** TESTO DI STUDIO **
————————

Mentre alcune imprese agiscono filantropicamente in proprio magari dotandosi di una propria fondazione, altre si focalizzano a sostenere le organizzazioni della propria comunità e iniziative per il miglioramento della società (Stroup and Neubert 1987).
In letterattura, solo sei pubblicazioni definiscono la filantropia d’impresa (Gautier & Pache, 2015). Questa mancanza di definizioni esplicite rivela una forte inquietudine verso la nozione di filantropia d’impresa. La filantropia d’impresa sembra essere infatti in contraddizione con lo scopo for-profit e commerciale dell’impresa. Se una persona, infatti, può essere generosa e quindi donare per cause sociali di proprio gradimento, una impresa non agisce in tal modo non avendo alcuna obbligazione morale a una azione filantropica (Manne, 1973). Questo problema ha causato dibattito perché resta il dilemma se la filantropia d’impresa sia non-profit o for-profit (Fry et al. 1982).

————————

** ESTRATTI DEL DATASET **
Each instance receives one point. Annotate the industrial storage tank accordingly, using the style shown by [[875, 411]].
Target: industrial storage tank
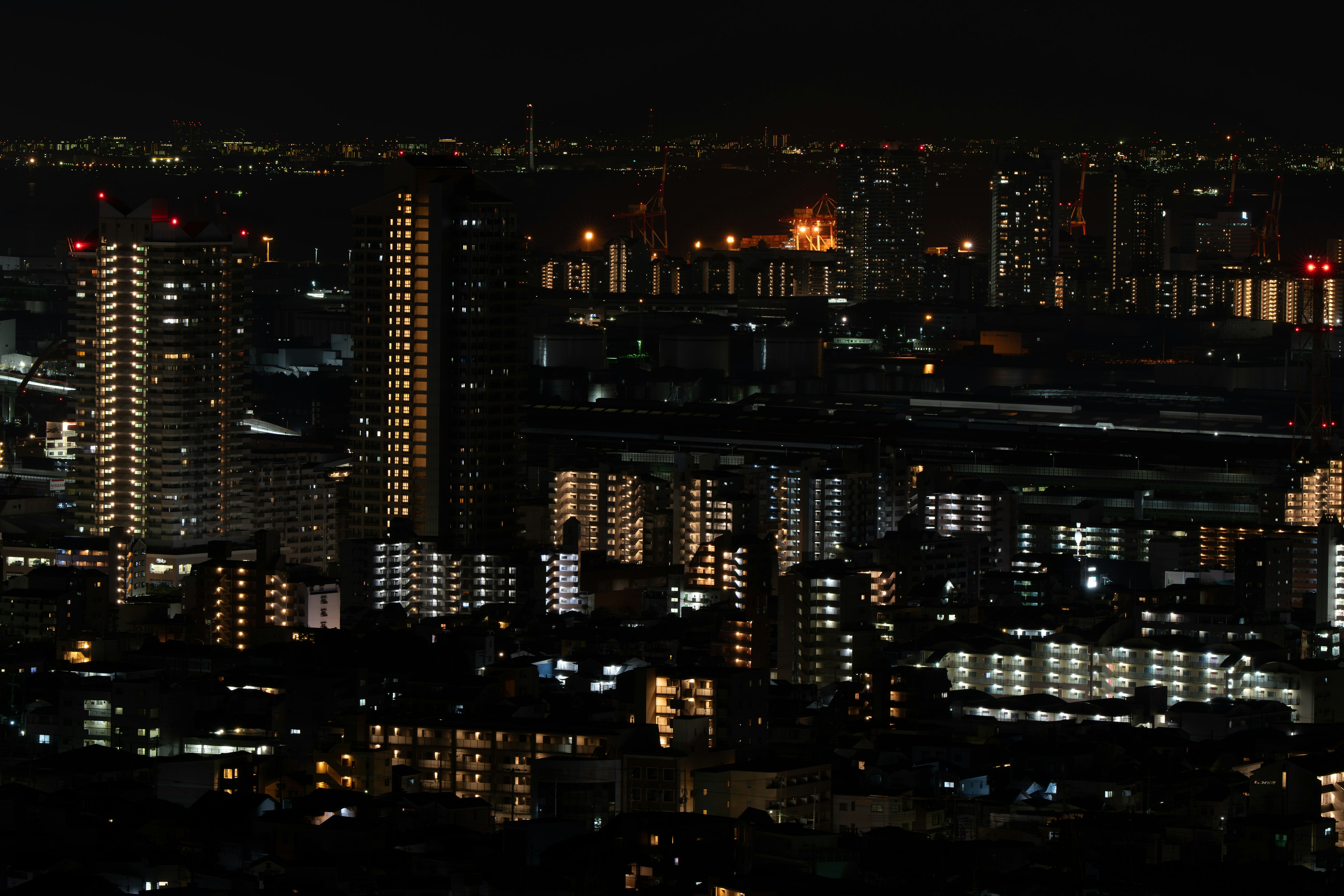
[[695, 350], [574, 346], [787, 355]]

————————

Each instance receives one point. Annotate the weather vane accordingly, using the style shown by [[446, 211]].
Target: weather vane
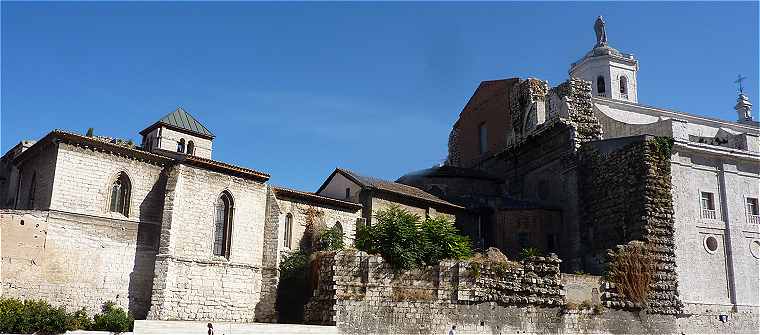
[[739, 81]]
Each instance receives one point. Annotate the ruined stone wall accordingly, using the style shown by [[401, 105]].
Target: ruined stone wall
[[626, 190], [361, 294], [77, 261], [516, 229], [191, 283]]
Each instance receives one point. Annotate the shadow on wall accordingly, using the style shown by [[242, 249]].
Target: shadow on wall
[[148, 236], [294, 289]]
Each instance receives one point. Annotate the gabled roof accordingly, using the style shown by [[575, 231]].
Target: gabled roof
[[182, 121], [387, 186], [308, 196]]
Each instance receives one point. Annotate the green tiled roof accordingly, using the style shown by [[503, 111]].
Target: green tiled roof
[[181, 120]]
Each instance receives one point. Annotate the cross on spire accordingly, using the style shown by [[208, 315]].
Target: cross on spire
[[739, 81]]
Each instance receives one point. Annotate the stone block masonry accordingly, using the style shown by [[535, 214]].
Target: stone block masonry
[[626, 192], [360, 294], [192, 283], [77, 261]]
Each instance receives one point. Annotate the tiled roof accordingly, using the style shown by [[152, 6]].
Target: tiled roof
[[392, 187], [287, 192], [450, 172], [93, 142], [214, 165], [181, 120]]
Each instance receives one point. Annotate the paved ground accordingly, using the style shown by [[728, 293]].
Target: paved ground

————————

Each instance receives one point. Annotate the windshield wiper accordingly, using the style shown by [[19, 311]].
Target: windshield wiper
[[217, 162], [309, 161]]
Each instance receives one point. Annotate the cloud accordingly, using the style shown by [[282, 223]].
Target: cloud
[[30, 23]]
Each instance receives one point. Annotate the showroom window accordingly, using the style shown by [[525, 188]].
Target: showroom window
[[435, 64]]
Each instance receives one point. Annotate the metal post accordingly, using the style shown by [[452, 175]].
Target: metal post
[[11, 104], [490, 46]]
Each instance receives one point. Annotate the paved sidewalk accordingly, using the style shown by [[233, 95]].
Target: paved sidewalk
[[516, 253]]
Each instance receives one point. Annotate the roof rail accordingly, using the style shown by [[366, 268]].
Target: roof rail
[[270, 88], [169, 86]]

————————

** DESCRIZIONE DEL PROBLEMA **
Prosegui il testo sulla filantropia d'impresa, riprendendo subito dopo la sua ultima frase. I record non hanno alcun ruolo in questo esercizio.

** RISULTATO OTTENUTO **
La letteratura identifica tre categorie di filantropia d’impresa: 1) Impegno per il bene comune; 2) Investimenti per la comunità; 3) Approccio marketing. Queste categorie sono confermate dallo US-based Committee Encouraging Corporate Philanthropy (CECP, 2012).
Impegno per il bene comune
Esiste un’ampia letteratura che identifica l’agire filantropico dell’individuo motivato anche da ragioni prettamente altruistiche, ciò però non si può applicare all’impresa dato che essa non agisce secondo logiche di moralità individuale. Persistono, tuttavia, elementi altruistici nella filantropia d’impresa nei seguenti casi:
A) L’impresa non si aspetta un diretto ritorno materiale per le proprie donazioni. Circostanza che stabilisce una grande differenza tra filantropia e sponsorizzazioni. Godfrey (2005) dice “la non reciprocità è la cartina tornasole dell’attività filantropica”
B) L’ipotetico ritorno per l’impresa è incerto e difficile da quantificare (Stendardi, 1992), e la maggioranza delle imprese non misura in alcun modo l’impatto delle proprie donazioni (Maas and Liket, 2011).
C) La filantropia d’impresa solitamente è una espressione della responsabilità verso una ampia gamma di stakeholders (Freeman, 1984). Quindi la filantropia d’impresa è vista come una espressione della cura che l’impresa adotta verso la società che la circonda.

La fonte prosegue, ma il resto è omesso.